------ Texto para revisar

En otro, se celebra el anuncio del arcángel San Gabriel a María de que ella, sin intervención de varón, va a ser la madre de Dios cuando Dios se haga hombre.

El anuncio del arcángel San Gabriel es muy especial: María va a ser la madre de Dios. Dios se va a hacer hombre. Dios va a estar entre nosotros, y va a compartir nuestras penas y alegrías.

En la teología cristiana, María es la madre de Jesús, y Jesús es el hijo de Dios. Dios se hace hombre en la persona de Jesús para traer esperanza a la humanidad.

En este año 2020 sí que necesitamos esa esperanza. En el plano personal, murieron dos perros que acompañaron a mi familia por tres lustros, murió mi tío y murió mi madre. Hace un año, mi madre me acompañó a mi charla del día de velitas. No sé cómo agradecer ese goce.

En el plano colectivo, una pandemia nos recordó que todo lo que tenemos es prestado. Que lo único que tenemos que verdaderamente importa son los seres queridos. La pandemia nos alteró radicalmente nuestro modo de vida y nos empobreció a muchos. Nos acostumbramos a los cantantes que nos cantan serenatas al medio día en frente de nuestras residencias, o a las familias que piden comida por las calles. Peor aún, a muchas familias la pandemia les arrebató seres queridos. Yo tengo amigos que sufrieron el virus. Aunque muchos sobrevivieron, algunos no. Y es inevitable sentir que esas muertes no tuvieron sentido, que la pérdida de esas vidas es especialmente dolorosa.

------------
------ Datos almacenados

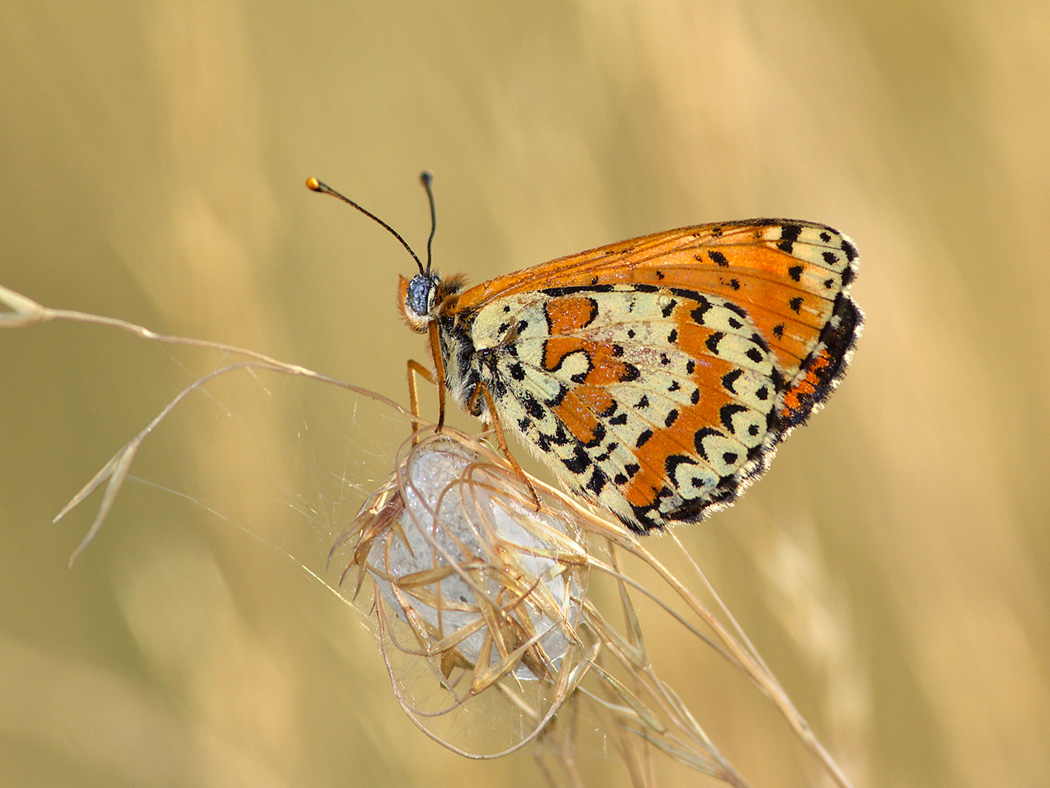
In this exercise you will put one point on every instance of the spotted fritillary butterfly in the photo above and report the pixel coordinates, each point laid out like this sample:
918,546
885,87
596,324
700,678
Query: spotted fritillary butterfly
655,376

------------

Tareas por hacer:
a) Responde estas preguntas según el texto sobre el anuncio a María y el año 2020:
(i) ¿Quién le anuncia a María que va a ser la madre de Dios?
(ii) Según la teología cristiana, ¿para qué se hace Dios hombre en la persona de Jesús?
(iii) ¿Durante cuántos lustros acompañaron los dos perros a la familia?
b) Prosigue el texto sobre el anuncio a María y el año 2020 a partir de su última oración.

Respuestas del ejercicio:
a)
(i) El arcángel San Gabriel.
(ii) Para traer esperanza a la humanidad.
(iii) Durante tres lustros.

b)
La pandemia reveló que nuestro estilo de vida es insostenible, que no podemos seguir promoviendo estilos de vida que condenan a la pobreza a muchos y que garantizan que no tendremos un planeta vivible en pocas décadas. La solidaridad que no nos acompaña en nuestro estilo de vida normal empezó a aflorar en la pandemia. En un año que trajo mucha muerte, tenemos que recordar el valor de la vida humana.

Siempre hemos sabido que la vida no es para siempre. No sé si la ciencia del futuro aleje el fantasma de la muerte, pero, por ahora, la vida es finita, y siempre ha sido así. Sabemos que hoy estamos vivos porque antes de nosotros hubo otros que nos concibieron y nos criaron. Más en general, hubo otros de quienes heredamos todo el conocimiento y la riqueza que hoy tenemos. La vida es preciosa, pero no es eterna. Debemos disfrutarla y agradecerla mientras la tengamos, y recordar y agradecer a los que ya no están, pero cuya existencia pasada explica que nosotros mismos estemos hoy acá.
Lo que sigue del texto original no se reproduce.